— START OF EXCERPT TO READ —

Metamath Proof Explorer

Theorem cbviindavw

Description: Change bound variable in indexed intersections. Deduction form. (Contributed by GG, 14-Aug-2025)

Ref Expression
Hypothesis cbviindavw.1 
|- ( ( ph /\ x = y ) -> B = C )
Assertion cbviindavw 
|- ( ph -> |^|_ x e. A B = |^|_ y e. A C )

Proof

Step Hyp Ref Expression
1 cbviindavw.1 
 |-  ( ( ph /\ x = y ) -> B = C )
2 1 eleq2d 
 |-  ( ( ph /\ x = y ) -> ( t e. B <-> t e. C ) )
3 2 cbvraldva 
 |-  ( ph -> ( A. x e. A t e. B <-> A. y e. A t e. C ) )
4 3 abbidv 
 |-  ( ph -> { t | A. x e. A t e. B } = { t | A. y e. A t e. C } )
5 df-iin 
 |-  |^|_ x e. A B = { t | A. x e. A t e. B }
6 df-iin 
 |-  |^|_ y e. A C = { t | A. y e. A t e. C }
7 4 5 6 3eqtr4g 
 |-  ( ph -> |^|_ x e. A B = |^|_ y e. A C )

— END OF EXCERPT TO READ —
— START OF EXTRACTED DATA —

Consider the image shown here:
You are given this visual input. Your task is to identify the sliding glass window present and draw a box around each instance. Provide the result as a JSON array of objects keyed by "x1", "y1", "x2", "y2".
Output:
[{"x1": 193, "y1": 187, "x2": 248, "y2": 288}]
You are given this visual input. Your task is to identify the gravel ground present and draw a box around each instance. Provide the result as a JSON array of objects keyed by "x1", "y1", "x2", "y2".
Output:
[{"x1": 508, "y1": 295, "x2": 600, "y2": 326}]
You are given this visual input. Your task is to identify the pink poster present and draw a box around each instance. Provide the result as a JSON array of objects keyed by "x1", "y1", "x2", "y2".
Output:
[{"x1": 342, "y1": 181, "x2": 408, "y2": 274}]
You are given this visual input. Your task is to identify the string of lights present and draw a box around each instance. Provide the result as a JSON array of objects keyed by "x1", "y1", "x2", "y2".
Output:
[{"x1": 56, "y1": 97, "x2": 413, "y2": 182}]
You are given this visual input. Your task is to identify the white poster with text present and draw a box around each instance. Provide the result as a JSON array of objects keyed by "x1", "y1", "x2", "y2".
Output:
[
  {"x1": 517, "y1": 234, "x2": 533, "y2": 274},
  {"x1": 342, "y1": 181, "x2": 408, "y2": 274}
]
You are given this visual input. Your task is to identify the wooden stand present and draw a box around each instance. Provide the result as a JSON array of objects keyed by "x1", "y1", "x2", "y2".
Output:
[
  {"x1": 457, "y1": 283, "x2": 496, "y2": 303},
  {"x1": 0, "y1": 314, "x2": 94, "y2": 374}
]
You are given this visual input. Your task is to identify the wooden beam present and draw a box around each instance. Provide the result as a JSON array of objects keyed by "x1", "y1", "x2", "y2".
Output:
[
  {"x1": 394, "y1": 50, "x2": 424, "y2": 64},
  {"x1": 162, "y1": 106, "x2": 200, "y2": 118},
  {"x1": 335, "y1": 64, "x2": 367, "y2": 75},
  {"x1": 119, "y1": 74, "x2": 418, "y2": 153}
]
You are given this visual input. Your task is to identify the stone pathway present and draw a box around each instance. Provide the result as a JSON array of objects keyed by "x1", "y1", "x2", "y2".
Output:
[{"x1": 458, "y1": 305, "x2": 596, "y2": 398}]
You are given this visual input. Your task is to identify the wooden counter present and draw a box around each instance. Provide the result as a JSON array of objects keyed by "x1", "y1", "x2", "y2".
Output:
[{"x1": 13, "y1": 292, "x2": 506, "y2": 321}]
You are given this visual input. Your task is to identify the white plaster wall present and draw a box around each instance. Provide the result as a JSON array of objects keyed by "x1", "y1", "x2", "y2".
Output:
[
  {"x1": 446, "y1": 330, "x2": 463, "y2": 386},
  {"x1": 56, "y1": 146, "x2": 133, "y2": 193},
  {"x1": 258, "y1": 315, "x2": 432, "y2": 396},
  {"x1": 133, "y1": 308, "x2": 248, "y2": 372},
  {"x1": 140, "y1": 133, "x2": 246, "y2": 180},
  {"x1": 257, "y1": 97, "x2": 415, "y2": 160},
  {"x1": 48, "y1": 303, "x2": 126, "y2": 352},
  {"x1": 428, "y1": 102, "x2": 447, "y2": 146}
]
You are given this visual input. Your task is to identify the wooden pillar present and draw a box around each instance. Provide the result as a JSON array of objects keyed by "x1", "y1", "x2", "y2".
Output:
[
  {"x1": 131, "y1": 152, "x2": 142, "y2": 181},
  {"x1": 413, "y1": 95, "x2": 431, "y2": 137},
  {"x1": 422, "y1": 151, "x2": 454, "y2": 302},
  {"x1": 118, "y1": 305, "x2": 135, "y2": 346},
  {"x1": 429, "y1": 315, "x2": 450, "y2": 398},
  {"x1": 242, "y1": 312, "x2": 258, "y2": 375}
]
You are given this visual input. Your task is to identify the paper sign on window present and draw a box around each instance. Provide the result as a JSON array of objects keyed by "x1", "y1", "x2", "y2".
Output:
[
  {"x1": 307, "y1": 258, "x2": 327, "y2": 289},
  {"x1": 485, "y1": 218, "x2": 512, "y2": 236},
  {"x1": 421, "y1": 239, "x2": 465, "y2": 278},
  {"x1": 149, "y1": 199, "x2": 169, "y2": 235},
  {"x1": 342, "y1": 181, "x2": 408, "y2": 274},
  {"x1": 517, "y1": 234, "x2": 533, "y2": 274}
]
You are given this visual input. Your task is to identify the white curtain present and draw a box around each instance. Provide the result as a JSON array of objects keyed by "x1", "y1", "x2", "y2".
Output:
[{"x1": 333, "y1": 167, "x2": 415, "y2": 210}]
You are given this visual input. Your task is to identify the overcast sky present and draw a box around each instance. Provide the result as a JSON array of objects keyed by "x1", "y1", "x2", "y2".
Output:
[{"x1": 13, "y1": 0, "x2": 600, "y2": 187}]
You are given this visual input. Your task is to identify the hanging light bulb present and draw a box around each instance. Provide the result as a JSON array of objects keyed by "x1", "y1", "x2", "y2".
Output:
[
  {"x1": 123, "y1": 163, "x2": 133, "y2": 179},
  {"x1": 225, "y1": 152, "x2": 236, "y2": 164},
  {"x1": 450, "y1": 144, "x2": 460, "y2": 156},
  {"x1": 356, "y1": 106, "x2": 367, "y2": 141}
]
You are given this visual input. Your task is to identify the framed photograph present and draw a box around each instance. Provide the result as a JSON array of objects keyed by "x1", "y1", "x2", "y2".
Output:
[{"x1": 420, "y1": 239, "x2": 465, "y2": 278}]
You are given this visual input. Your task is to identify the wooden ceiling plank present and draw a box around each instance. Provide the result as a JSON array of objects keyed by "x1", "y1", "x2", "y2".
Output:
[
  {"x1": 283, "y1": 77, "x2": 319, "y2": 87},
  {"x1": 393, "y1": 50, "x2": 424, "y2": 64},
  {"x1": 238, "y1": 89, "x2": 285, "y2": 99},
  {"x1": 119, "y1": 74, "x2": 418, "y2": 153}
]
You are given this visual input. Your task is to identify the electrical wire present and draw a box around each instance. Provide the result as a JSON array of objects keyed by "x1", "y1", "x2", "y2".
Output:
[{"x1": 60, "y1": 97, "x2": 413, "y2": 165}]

— END OF EXTRACTED DATA —

● **WHAT IS NEEDED**:
According to the Metamath theorem page above, on what date was cbviindavw contributed?

● **WRITTEN ANSWER**:
14-Aug-2025